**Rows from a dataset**
+ + + + + + +
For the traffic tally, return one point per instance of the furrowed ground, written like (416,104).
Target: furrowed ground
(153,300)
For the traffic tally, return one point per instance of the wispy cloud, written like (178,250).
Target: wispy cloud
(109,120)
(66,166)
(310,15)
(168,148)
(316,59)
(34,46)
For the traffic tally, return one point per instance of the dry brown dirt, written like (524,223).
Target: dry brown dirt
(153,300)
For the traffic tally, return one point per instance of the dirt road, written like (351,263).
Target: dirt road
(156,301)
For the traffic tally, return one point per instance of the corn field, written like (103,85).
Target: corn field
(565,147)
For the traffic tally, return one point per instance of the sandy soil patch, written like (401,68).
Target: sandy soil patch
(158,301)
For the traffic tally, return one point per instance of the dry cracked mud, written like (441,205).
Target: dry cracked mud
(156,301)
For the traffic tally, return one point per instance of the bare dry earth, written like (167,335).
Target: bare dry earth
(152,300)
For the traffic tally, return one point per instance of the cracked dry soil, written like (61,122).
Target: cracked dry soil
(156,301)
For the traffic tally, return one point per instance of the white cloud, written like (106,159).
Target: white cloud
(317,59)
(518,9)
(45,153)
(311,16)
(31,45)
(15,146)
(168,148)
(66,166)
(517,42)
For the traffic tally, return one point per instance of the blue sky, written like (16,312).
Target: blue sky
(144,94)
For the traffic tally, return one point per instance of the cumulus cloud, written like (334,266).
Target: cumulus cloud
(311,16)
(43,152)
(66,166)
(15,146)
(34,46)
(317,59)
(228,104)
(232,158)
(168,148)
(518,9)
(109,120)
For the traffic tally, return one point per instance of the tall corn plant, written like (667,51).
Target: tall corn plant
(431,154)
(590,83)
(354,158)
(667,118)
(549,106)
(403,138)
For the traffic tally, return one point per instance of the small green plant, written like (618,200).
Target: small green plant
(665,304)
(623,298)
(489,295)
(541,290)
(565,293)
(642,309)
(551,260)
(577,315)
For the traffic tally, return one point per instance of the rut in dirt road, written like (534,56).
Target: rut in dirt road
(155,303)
+ + + + + + +
**WHAT TO WORK ON**
Return every line from the one holding "written like (667,51)." through the end of the data, exactly as it appears, with both ends kept and nothing else.

**THE COMPLETED TASK**
For the traffic tally, return one point per instance of the tall corn plant, written like (667,51).
Target: tall corn plant
(431,154)
(590,83)
(354,158)
(667,118)
(549,106)
(403,138)
For the traffic tally, return one point per instance of the small green plant, written like (618,200).
Target: small green plant
(665,304)
(623,298)
(489,295)
(541,290)
(565,293)
(642,309)
(551,260)
(577,315)
For the traffic tally, return one point per instance of the rut in dirt road, written like (534,56).
Target: rut in dirt road
(155,303)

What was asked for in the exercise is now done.